§ EXERCISE DESCRIPTION: Recast the lines below as a Markdown table with the columns Row and Line, numbering each row and omitting blank lines. Begin at the line that contains "Given the screenshot above, which region contains the narrow" and stop after the line that contains "[5,159,42,225]".
##### DATA ROWS
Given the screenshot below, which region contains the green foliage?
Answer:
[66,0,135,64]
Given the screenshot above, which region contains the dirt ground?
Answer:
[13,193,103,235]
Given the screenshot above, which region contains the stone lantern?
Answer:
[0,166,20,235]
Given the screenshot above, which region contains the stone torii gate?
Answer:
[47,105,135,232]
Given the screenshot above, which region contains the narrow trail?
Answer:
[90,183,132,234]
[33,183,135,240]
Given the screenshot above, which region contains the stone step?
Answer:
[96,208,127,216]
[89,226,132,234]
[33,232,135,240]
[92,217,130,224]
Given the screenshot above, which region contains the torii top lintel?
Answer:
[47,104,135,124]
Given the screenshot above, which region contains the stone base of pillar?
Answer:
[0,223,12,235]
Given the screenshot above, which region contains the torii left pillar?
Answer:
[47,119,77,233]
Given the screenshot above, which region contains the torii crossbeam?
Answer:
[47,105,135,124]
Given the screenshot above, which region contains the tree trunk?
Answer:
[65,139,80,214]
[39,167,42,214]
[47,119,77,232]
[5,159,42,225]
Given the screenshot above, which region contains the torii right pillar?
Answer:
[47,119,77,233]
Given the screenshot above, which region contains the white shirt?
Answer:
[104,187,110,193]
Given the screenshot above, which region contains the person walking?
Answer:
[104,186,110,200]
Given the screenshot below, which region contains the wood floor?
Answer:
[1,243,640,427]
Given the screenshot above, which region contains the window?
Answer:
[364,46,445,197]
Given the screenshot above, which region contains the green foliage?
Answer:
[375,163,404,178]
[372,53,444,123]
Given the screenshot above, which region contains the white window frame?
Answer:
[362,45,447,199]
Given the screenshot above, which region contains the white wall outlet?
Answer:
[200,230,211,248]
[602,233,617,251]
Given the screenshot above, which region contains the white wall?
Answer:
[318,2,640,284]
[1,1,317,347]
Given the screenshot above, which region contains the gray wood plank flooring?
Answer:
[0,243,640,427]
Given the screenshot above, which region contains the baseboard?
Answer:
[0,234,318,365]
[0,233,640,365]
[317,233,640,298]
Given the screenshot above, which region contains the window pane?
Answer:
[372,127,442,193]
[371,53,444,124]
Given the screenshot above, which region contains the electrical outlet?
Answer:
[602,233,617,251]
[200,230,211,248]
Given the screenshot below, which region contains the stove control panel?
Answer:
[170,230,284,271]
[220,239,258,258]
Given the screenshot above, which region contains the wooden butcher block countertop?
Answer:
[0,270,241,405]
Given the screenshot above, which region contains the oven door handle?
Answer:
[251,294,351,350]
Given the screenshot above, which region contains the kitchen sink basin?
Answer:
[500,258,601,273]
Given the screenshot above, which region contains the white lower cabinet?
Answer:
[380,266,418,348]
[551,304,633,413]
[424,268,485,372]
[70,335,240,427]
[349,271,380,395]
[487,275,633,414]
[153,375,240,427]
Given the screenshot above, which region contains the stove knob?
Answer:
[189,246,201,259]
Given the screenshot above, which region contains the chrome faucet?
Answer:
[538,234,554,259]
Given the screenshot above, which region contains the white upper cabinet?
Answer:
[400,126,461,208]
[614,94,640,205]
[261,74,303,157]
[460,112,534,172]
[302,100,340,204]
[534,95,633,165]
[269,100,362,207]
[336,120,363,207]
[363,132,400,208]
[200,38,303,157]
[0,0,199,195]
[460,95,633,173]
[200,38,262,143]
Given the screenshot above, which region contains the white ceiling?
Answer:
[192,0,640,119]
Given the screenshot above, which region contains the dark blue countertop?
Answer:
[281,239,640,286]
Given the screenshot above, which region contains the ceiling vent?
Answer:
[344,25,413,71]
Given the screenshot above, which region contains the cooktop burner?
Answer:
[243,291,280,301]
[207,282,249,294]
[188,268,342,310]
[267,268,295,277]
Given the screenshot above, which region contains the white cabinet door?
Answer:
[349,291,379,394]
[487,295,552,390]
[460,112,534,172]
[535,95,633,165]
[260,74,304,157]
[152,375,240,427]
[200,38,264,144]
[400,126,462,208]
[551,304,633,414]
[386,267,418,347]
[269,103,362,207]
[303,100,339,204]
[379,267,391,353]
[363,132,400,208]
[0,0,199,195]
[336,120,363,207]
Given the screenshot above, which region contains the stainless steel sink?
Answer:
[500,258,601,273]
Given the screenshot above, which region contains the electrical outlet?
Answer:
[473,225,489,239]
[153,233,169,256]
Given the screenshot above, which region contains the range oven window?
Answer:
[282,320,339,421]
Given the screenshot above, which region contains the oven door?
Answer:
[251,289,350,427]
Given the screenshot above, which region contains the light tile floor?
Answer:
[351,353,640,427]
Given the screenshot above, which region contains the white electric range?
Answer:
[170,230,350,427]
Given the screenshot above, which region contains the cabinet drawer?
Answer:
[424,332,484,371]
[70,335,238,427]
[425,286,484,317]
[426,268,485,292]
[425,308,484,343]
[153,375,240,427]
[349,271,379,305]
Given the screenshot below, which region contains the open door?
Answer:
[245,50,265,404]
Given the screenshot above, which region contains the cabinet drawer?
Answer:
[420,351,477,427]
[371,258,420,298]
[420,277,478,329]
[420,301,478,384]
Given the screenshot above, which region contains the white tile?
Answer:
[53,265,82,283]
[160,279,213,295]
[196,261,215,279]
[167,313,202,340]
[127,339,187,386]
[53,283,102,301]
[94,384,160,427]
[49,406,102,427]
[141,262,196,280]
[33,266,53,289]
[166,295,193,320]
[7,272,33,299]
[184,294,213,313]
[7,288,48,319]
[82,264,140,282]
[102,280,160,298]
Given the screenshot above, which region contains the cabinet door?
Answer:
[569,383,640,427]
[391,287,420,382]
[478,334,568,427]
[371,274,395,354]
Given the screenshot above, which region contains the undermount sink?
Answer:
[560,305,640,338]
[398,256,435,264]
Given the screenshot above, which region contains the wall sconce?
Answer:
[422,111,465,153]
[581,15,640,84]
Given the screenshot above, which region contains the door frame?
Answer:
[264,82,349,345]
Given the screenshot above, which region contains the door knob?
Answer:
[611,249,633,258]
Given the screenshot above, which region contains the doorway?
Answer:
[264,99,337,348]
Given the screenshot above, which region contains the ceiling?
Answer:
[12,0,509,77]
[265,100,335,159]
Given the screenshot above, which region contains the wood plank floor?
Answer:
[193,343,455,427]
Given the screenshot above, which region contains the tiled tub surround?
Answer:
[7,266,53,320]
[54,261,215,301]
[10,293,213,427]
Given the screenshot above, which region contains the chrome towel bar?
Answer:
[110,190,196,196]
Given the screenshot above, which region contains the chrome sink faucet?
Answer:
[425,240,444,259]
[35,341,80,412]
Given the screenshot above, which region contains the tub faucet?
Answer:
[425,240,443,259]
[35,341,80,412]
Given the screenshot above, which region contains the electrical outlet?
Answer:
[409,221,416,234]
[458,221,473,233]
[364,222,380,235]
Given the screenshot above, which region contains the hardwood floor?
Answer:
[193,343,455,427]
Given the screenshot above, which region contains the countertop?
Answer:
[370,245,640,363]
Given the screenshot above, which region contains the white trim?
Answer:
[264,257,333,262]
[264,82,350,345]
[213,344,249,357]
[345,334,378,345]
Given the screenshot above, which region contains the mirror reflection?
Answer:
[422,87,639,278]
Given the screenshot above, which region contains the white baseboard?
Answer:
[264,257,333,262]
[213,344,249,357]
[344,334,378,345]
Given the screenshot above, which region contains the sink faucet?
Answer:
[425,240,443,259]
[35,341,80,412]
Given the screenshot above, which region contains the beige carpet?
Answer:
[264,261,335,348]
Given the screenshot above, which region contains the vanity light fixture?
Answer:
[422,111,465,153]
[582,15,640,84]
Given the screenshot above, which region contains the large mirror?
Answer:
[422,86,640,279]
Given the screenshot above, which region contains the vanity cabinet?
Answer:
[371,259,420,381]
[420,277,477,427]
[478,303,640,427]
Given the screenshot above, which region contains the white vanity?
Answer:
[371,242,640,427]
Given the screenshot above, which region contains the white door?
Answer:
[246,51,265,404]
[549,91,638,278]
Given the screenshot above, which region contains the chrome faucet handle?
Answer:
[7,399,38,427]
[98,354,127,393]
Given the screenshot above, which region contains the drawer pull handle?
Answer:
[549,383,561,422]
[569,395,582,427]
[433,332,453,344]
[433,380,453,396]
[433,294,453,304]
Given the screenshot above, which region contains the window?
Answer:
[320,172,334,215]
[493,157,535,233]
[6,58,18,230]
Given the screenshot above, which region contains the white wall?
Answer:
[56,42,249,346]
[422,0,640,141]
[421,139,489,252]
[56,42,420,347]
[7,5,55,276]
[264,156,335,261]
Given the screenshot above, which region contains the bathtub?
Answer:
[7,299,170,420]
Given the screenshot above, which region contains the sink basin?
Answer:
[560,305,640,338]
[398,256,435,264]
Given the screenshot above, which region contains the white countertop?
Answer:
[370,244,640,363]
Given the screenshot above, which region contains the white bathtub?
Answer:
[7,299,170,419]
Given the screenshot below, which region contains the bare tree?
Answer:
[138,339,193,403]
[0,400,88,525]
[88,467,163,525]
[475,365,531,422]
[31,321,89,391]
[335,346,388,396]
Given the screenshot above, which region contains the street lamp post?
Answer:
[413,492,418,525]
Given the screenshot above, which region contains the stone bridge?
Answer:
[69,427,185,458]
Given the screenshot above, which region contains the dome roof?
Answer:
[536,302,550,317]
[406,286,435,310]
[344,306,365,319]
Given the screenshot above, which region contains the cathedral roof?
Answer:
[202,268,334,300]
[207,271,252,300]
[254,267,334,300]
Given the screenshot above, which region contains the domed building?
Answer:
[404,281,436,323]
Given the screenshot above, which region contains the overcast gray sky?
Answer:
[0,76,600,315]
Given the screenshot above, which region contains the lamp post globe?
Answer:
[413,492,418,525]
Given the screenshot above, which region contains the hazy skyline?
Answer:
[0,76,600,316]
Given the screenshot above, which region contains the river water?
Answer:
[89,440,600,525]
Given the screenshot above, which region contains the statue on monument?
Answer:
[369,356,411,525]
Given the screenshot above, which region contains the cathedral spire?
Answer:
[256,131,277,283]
##########
§ CORRECT ANSWER:
| Row | Line |
|---|---|
| 1 | Given the screenshot above, which region contains the narrow trail? |
| 2 | Answer: |
| 3 | [90,183,132,234] |
| 4 | [33,183,135,240] |
| 5 | Given the screenshot above, which region contains the stone step? |
| 6 | Answer: |
| 7 | [96,208,127,216] |
| 8 | [89,226,132,234] |
| 9 | [33,232,135,240] |
| 10 | [92,217,130,224] |
| 11 | Given the screenshot above, which region contains the torii top lintel? |
| 12 | Answer: |
| 13 | [47,104,135,124] |
| 14 | Given the screenshot above, which region contains the stone base of pillar? |
| 15 | Answer: |
| 16 | [0,223,12,235] |
| 17 | Given the screenshot above, which region contains the torii left pillar? |
| 18 | Answer: |
| 19 | [47,119,77,233] |
| 20 | Given the screenshot above, which region contains the torii crossbeam? |
| 21 | Answer: |
| 22 | [47,105,135,124] |
| 23 | Given the screenshot above, which region contains the tree trunk? |
| 24 | Answer: |
| 25 | [65,139,80,214] |
| 26 | [39,167,42,214] |
| 27 | [47,119,77,232] |
| 28 | [5,159,42,225] |